■ **AVAILABLE DATA**
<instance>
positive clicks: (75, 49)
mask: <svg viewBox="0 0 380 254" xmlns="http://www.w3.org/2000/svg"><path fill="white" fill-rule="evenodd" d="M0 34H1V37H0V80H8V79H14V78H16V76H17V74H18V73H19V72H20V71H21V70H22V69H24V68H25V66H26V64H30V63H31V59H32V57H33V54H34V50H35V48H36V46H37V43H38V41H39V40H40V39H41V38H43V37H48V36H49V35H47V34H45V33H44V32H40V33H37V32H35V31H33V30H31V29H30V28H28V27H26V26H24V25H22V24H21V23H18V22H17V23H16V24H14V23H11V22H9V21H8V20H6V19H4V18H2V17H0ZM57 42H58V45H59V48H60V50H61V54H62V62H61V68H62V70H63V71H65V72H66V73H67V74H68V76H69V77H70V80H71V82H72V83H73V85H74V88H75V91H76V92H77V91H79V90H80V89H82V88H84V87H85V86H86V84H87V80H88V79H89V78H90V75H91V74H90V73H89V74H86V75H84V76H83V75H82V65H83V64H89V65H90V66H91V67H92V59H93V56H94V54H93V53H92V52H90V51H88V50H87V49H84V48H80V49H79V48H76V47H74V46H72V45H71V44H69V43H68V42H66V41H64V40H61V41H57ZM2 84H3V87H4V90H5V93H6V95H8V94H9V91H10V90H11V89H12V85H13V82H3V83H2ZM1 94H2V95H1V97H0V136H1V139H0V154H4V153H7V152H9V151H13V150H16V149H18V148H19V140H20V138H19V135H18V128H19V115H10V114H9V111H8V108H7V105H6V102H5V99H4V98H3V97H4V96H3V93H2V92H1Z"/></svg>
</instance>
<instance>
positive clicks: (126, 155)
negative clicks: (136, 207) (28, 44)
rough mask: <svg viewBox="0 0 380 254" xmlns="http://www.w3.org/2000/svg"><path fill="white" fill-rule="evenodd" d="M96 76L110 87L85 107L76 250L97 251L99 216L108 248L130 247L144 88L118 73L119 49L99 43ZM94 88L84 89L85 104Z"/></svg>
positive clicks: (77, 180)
--
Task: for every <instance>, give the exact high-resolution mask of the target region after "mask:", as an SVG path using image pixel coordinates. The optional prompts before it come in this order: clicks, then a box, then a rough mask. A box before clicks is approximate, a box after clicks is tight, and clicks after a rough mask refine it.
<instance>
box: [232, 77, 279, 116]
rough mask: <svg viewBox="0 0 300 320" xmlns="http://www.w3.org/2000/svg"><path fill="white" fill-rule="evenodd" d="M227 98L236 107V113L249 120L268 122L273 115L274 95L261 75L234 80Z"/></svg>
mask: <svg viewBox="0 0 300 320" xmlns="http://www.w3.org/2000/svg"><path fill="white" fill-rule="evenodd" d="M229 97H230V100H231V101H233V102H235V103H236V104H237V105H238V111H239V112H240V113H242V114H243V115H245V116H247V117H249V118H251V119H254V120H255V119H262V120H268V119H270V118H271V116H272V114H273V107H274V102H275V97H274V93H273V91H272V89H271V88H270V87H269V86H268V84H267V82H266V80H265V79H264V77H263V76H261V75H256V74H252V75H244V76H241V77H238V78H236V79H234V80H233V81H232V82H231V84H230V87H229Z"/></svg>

■ **GOAL OF THE EXERCISE**
Using the data above, repeat exactly the lines that begin at the line with "</instance>" and end at the line with "positive clicks: (77, 180)", both ends included.

■ **SOLUTION**
</instance>
<instance>
positive clicks: (126, 155)
negative clicks: (136, 207) (28, 44)
rough mask: <svg viewBox="0 0 380 254" xmlns="http://www.w3.org/2000/svg"><path fill="white" fill-rule="evenodd" d="M96 76L110 87L85 107L76 250L97 251L99 216L108 248L130 247L144 88L118 73L119 49L99 43ZM94 88L84 89L85 104Z"/></svg>
positive clicks: (77, 180)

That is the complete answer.